### Your instructions
Could you reproduce the listing below line for line, request lines included, but add 92 to each number in the point coordinates and leave out the pictures?

### Available records
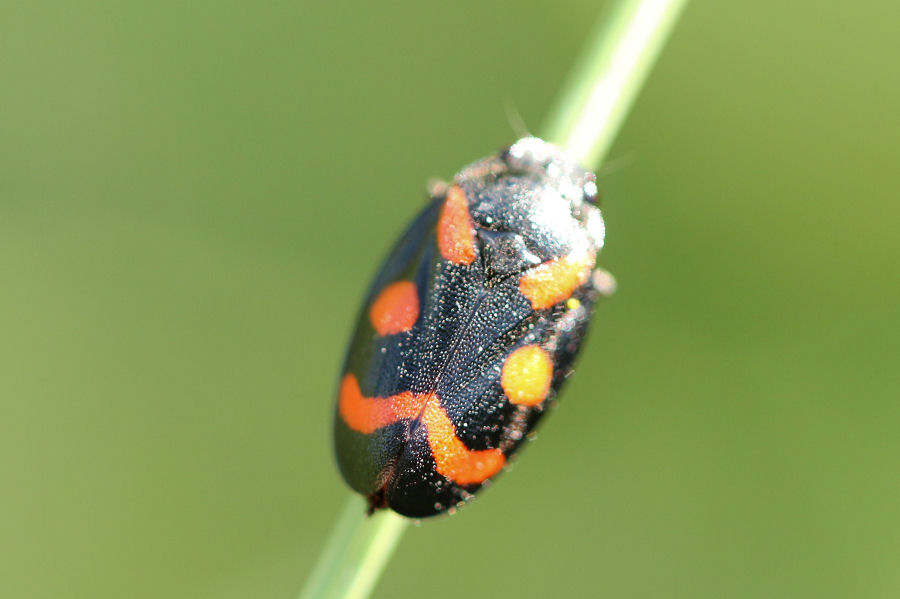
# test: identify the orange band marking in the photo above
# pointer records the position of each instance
(368, 414)
(554, 281)
(526, 375)
(455, 231)
(452, 458)
(395, 309)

### Task output
# test: identify the orange band marking in the photo above
# pointer records the position of each instance
(460, 506)
(646, 373)
(618, 467)
(547, 323)
(544, 550)
(487, 401)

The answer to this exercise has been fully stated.